Nobody is bigger in country music at the moment than Luke Combs. There might have never been a bigger artist out of the gate in country music history, not even Garth Brooks, or Scott Borchetta’s 15-year-old Taylor Swift. Luke Combs has the #1 and #3 albums in country music at the moment, is lapping everyone in streaming numbers and radio spins, and check this: it was just announced that he’s added a second night to his Bridgestone Arena stop in Nashville come December. His December 13th gig sold out in minutes, so now they have added a December 12th show, as well as four other dates to his current tour.

Literally every single date Combs is booking is selling out almost immediately, and in arena-sized venues all across the country. This dude is on fire, and Scott Borchetta said of him, “…he certainly has a fighting chance of being a true headliner.” A fighting chance? The guy is rewriting the books of what a true headliner in country music is. He’s having to double up on arena dates to deal with demand. At this rate, Luke Combs will be in stadiums by next spring.

Kane Brown, who was also discounted in Scott Borchetta’s comments, quipped back on Twitter, “He don’t know what he’s talking about…. it’s cause we ain’t on his label … Me and Luke’s about to start sending him tickets to shows.”

Unlike Luke Combs, it’s a legitimate question if the music of Kane Brown (and Thomas Rhett for that matter) should even be considered as part of country music since it’s more R&B, and he’s not nearly at the level Luke Combs is at right now. But make no mistake, Kane Brown is big, and he’s posting his own sold out arena dates and impressive streaming numbers that regularly beat what Thomas Rhett is doing.

• Data under study
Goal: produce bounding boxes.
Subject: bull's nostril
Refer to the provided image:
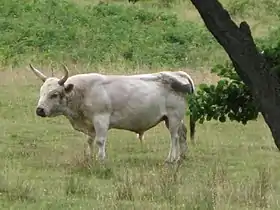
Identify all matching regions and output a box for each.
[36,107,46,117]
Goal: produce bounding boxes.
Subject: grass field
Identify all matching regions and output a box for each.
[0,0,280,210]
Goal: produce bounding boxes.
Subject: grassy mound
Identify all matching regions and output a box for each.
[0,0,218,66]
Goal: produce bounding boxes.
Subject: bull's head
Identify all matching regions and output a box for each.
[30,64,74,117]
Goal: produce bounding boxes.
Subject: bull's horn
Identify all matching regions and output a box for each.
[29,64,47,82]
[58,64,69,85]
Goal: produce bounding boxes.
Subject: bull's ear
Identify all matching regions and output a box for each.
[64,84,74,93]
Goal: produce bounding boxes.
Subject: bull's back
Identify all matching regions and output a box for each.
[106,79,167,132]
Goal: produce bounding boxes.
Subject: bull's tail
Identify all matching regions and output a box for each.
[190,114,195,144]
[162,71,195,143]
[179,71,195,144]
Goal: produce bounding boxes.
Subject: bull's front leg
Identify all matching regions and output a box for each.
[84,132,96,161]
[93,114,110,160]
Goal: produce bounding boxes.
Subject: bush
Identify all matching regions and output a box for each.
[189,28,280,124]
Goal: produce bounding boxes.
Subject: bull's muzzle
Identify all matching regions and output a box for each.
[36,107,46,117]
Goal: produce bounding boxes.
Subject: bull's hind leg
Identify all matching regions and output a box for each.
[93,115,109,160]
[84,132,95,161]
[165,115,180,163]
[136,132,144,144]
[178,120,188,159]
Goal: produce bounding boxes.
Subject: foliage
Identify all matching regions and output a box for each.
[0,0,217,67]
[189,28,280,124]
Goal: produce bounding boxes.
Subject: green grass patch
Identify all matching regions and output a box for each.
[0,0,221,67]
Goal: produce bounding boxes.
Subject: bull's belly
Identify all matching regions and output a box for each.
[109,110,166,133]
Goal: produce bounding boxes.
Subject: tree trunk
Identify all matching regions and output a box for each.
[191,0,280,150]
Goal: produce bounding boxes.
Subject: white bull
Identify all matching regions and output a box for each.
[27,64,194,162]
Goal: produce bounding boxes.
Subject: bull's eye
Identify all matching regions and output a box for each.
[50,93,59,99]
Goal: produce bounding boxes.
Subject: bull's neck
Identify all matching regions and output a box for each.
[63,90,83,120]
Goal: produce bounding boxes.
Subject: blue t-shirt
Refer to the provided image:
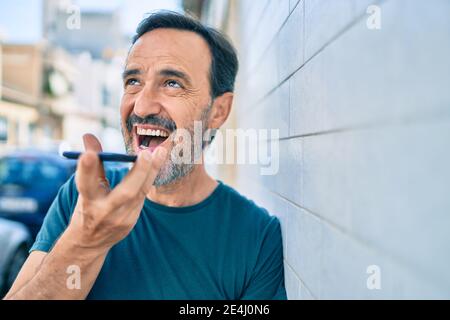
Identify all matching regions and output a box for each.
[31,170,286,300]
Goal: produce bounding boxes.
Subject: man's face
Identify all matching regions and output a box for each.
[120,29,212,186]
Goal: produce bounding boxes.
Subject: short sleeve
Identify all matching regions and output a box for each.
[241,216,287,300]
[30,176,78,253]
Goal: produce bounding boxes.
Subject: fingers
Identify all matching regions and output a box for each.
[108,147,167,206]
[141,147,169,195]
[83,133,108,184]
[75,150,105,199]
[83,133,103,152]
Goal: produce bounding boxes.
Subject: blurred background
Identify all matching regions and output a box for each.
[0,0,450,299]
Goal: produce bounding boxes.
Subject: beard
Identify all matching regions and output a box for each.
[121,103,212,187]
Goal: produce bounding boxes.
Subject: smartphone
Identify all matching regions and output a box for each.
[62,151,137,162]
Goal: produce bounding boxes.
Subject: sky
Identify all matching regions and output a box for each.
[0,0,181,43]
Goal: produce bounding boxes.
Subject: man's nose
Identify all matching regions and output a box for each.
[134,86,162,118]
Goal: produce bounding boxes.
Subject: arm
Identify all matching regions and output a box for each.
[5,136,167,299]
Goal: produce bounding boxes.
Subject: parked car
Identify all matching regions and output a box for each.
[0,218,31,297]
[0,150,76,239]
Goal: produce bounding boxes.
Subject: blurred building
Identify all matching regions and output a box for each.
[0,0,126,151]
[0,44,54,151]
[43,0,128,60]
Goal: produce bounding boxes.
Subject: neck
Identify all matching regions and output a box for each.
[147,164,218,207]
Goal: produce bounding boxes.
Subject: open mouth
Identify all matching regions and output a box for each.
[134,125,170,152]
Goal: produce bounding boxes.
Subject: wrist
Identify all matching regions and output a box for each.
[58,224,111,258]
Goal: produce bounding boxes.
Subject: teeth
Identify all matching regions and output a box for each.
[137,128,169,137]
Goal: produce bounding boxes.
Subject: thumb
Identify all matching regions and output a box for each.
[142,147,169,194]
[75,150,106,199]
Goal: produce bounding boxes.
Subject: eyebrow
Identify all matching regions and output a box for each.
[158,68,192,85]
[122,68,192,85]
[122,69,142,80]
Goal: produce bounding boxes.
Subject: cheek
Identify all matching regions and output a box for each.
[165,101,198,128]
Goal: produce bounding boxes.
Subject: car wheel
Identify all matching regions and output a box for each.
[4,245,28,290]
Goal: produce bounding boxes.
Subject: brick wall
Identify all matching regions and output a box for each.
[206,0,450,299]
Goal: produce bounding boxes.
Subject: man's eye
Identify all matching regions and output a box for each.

==

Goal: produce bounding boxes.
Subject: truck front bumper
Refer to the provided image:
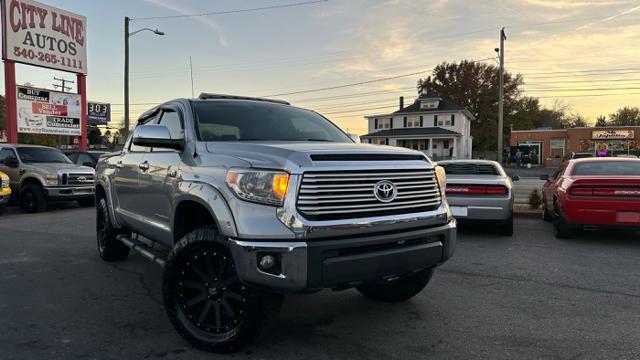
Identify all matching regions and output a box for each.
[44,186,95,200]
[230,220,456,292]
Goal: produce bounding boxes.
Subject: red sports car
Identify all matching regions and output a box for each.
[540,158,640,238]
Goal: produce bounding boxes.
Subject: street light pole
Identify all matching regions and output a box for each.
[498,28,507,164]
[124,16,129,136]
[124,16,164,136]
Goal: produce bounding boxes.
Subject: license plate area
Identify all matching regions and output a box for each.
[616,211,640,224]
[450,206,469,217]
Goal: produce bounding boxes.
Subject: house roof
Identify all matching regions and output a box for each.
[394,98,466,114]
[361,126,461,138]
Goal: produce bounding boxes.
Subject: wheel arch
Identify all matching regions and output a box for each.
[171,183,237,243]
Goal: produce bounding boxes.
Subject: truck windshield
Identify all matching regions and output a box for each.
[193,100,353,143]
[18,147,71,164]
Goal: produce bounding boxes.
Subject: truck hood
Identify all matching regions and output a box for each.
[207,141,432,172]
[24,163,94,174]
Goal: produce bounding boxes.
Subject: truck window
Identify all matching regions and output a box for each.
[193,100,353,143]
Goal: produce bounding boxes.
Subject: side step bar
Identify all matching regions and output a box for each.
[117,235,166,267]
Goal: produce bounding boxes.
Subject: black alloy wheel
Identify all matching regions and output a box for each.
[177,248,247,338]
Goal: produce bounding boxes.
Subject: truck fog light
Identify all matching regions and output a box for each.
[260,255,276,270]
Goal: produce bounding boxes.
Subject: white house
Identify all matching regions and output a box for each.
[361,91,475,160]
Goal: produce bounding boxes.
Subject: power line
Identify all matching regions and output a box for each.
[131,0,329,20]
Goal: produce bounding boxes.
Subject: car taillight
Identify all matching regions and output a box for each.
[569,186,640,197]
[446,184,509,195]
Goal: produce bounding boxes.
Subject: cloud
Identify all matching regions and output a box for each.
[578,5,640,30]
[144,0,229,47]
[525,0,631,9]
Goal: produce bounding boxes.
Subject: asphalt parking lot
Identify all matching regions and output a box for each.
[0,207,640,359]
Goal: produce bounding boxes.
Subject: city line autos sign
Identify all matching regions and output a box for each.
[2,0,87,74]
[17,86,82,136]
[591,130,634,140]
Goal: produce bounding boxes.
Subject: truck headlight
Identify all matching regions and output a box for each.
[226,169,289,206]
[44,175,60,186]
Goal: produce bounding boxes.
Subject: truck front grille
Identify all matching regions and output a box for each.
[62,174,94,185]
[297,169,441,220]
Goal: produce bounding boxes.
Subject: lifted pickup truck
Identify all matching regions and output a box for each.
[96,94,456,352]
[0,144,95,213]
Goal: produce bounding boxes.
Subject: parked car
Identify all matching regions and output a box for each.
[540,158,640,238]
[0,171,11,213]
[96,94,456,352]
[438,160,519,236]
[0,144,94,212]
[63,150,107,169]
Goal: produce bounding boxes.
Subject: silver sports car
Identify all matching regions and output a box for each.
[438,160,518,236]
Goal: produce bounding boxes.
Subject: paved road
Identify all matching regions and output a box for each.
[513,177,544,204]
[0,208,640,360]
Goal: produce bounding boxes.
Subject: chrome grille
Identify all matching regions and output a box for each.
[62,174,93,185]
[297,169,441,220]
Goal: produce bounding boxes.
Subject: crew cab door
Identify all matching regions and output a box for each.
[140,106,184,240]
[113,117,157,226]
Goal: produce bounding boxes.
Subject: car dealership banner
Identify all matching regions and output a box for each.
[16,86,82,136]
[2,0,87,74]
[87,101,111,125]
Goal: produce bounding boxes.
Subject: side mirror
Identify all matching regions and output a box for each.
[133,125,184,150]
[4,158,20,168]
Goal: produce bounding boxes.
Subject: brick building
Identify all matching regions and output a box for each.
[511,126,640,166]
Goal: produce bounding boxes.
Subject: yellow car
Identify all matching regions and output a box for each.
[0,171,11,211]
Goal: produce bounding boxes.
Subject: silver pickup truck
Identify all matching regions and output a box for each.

• Required actions
1. List every person named in the Luke Combs passage, in the order each first appears.
2. Copy a span of the Luke Combs passage word for word. Begin at the words "Nobody is bigger" and stop after "his current tour.".

• Task solutions
1. Luke Combs, Garth Brooks, Scott Borchetta, Taylor Swift, Kane Brown, Thomas Rhett

2.
Nobody is bigger in country music at the moment than Luke Combs. There might have never been a bigger artist out of the gate in country music history, not even Garth Brooks, or Scott Borchetta’s 15-year-old Taylor Swift. Luke Combs has the #1 and #3 albums in country music at the moment, is lapping everyone in streaming numbers and radio spins, and check this: it was just announced that he’s added a second night to his Bridgestone Arena stop in Nashville come December. His December 13th gig sold out in minutes, so now they have added a December 12th show, as well as four other dates to his current tour.